§ **Record excerpts**
>> start

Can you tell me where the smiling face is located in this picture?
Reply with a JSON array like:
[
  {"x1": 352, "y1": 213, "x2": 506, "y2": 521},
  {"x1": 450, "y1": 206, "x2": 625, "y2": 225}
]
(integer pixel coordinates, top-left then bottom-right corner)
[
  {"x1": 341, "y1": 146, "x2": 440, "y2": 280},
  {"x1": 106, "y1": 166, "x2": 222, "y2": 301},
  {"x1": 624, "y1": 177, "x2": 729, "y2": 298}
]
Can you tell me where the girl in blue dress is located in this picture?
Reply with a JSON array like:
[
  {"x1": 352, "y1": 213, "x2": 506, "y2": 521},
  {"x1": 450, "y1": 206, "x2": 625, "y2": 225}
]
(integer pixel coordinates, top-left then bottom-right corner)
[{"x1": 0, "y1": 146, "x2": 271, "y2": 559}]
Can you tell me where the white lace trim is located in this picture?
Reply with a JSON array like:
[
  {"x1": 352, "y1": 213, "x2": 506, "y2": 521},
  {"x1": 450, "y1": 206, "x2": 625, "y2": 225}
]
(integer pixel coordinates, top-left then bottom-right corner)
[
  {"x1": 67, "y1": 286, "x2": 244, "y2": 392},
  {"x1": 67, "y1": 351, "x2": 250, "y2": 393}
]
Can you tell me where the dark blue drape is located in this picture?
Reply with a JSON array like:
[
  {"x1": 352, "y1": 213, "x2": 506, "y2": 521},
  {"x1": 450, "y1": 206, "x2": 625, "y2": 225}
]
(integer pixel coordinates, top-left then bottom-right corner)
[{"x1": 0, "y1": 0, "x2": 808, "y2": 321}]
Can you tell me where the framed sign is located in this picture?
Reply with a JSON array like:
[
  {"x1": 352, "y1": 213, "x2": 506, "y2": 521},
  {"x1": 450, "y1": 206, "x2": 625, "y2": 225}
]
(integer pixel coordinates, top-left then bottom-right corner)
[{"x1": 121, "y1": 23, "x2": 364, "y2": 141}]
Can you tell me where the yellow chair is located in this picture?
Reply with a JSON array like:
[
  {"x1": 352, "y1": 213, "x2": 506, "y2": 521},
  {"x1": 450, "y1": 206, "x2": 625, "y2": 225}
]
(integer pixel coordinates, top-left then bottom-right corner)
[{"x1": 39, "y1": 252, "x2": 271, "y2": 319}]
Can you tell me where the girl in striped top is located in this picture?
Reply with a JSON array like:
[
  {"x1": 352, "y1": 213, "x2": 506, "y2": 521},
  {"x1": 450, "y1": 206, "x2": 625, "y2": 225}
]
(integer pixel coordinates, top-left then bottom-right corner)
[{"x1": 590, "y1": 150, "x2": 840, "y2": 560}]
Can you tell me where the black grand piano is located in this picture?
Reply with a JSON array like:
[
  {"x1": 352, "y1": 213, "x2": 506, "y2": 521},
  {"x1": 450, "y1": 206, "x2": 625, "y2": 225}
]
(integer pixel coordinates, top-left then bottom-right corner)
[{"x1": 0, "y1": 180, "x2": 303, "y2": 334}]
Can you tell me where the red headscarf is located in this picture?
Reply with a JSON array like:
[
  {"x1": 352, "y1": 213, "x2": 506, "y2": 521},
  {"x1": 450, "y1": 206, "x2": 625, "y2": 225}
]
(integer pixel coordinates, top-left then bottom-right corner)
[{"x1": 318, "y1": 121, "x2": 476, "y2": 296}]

>> end

Can you lay out every line of the records above as a Markdown table with two columns, "Row" holding the row number and "Line Text" holding the line, skipping any blank lines?

§ **Reply to the task**
| Row | Line Text |
|---|---|
| 1 | Can you tell me where the smiling face is located in this picture? |
| 2 | Reply with a JSON array like: |
| 3 | [ |
| 4 |   {"x1": 352, "y1": 213, "x2": 506, "y2": 521}, |
| 5 |   {"x1": 450, "y1": 206, "x2": 625, "y2": 225} |
| 6 | ] |
| 7 | (integer pixel coordinates, top-left then bottom-right corner) |
| 8 | [ |
| 9 |   {"x1": 341, "y1": 146, "x2": 440, "y2": 280}, |
| 10 |   {"x1": 106, "y1": 166, "x2": 222, "y2": 301}, |
| 11 |   {"x1": 624, "y1": 177, "x2": 729, "y2": 298} |
| 12 | ] |
| 13 | Can you tell me where the girl in blue dress is located in this picture? |
| 14 | Reply with a JSON array like: |
| 15 | [ |
| 16 |   {"x1": 352, "y1": 213, "x2": 506, "y2": 521}, |
| 17 |   {"x1": 450, "y1": 206, "x2": 625, "y2": 225} |
| 18 | ] |
| 19 | (integer pixel coordinates, top-left then bottom-right corner) |
| 20 | [{"x1": 0, "y1": 146, "x2": 271, "y2": 559}] |
| 21 | Can you tell me where the white lace trim is located in this picture? |
| 22 | Reply with a JSON array like: |
| 23 | [ |
| 24 |   {"x1": 352, "y1": 213, "x2": 506, "y2": 521}, |
| 25 |   {"x1": 450, "y1": 206, "x2": 625, "y2": 225} |
| 26 | ] |
| 27 | (integer pixel coordinates, top-left then bottom-right corner) |
| 28 | [ |
| 29 |   {"x1": 67, "y1": 286, "x2": 244, "y2": 392}, |
| 30 |   {"x1": 67, "y1": 351, "x2": 250, "y2": 393} |
| 31 | ] |
| 32 | Can you tell me where the dark blue drape is located in this picture? |
| 33 | Reply with a JSON array like: |
| 34 | [ |
| 35 |   {"x1": 352, "y1": 213, "x2": 506, "y2": 521}, |
| 36 |   {"x1": 450, "y1": 206, "x2": 625, "y2": 225} |
| 37 | ] |
| 38 | (integer pixel coordinates, top-left then bottom-right corner) |
| 39 | [{"x1": 0, "y1": 0, "x2": 808, "y2": 321}] |
| 40 | Can you tell me where the framed sign is located in this picture? |
| 41 | Reply with a JSON array like: |
| 42 | [ |
| 43 |   {"x1": 352, "y1": 213, "x2": 506, "y2": 521}, |
| 44 |   {"x1": 450, "y1": 206, "x2": 625, "y2": 225} |
| 45 | ] |
| 46 | (integer pixel coordinates, top-left then bottom-right corner) |
| 47 | [{"x1": 121, "y1": 23, "x2": 364, "y2": 141}] |
| 48 | Can you tell me where the yellow chair is located in this picture? |
| 49 | Reply with a JSON array like: |
| 50 | [ |
| 51 |   {"x1": 352, "y1": 213, "x2": 506, "y2": 521}, |
| 52 |   {"x1": 450, "y1": 206, "x2": 625, "y2": 225} |
| 53 | ] |
| 54 | (integer pixel coordinates, top-left then bottom-right corner) |
| 55 | [{"x1": 39, "y1": 252, "x2": 271, "y2": 319}] |
| 56 | Can you tell me where the girl in striped top is located in this picture? |
| 57 | Reply with a JSON array like: |
| 58 | [ |
| 59 |   {"x1": 352, "y1": 213, "x2": 506, "y2": 521}, |
| 60 |   {"x1": 450, "y1": 206, "x2": 625, "y2": 225} |
| 61 | ] |
| 62 | (integer pixel coordinates, top-left then bottom-right corner) |
| 63 | [{"x1": 590, "y1": 150, "x2": 840, "y2": 560}] |
| 64 | Can you tell me where the black grand piano is located in this picture? |
| 65 | Reply with a JSON array like: |
| 66 | [ |
| 67 |   {"x1": 352, "y1": 213, "x2": 506, "y2": 521}, |
| 68 |   {"x1": 450, "y1": 206, "x2": 625, "y2": 225} |
| 69 | ] |
| 70 | (integer pixel coordinates, top-left then bottom-right corner) |
| 71 | [{"x1": 0, "y1": 180, "x2": 303, "y2": 334}] |
| 72 | Can you tell me where the red headscarf is located in this picture? |
| 73 | Reply with a JSON array like: |
| 74 | [ |
| 75 |   {"x1": 352, "y1": 213, "x2": 506, "y2": 521}, |
| 76 |   {"x1": 450, "y1": 206, "x2": 625, "y2": 225} |
| 77 | ] |
| 78 | (integer pixel coordinates, top-left then bottom-right corner) |
| 79 | [{"x1": 318, "y1": 121, "x2": 476, "y2": 296}] |